- **Work instructions**
Please reproduce the entries below exactly, leaving the pictures out.

- **Extracted records**
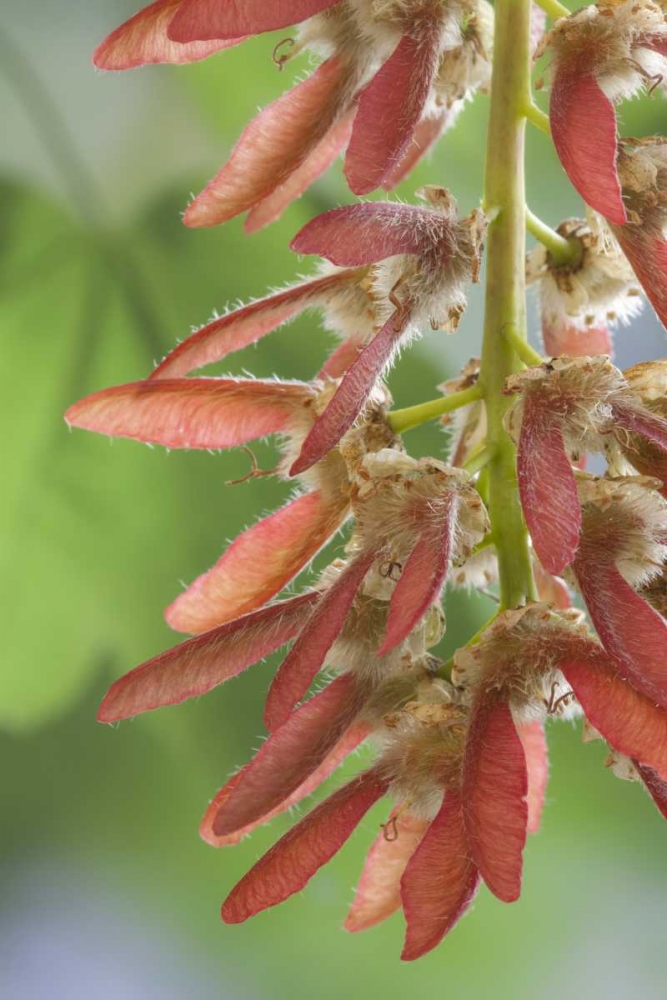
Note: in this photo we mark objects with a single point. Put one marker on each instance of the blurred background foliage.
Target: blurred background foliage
(108, 891)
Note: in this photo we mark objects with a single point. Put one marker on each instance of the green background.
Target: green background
(107, 890)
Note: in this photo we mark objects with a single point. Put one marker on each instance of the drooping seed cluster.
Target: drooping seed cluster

- **Task response**
Note: in this photo we mark objects with a single point. Put one marker on each instance of the blurred background foliage.
Target: blurred background foliage
(108, 891)
Note: in this photo we mark objects with a single point. Put one marker on each instance of the green background.
Target: green background
(107, 890)
Note: in this photo we mark objects with a single point. Put one marker on each instance of the drooping seed cluster.
Target: drooping seed cluster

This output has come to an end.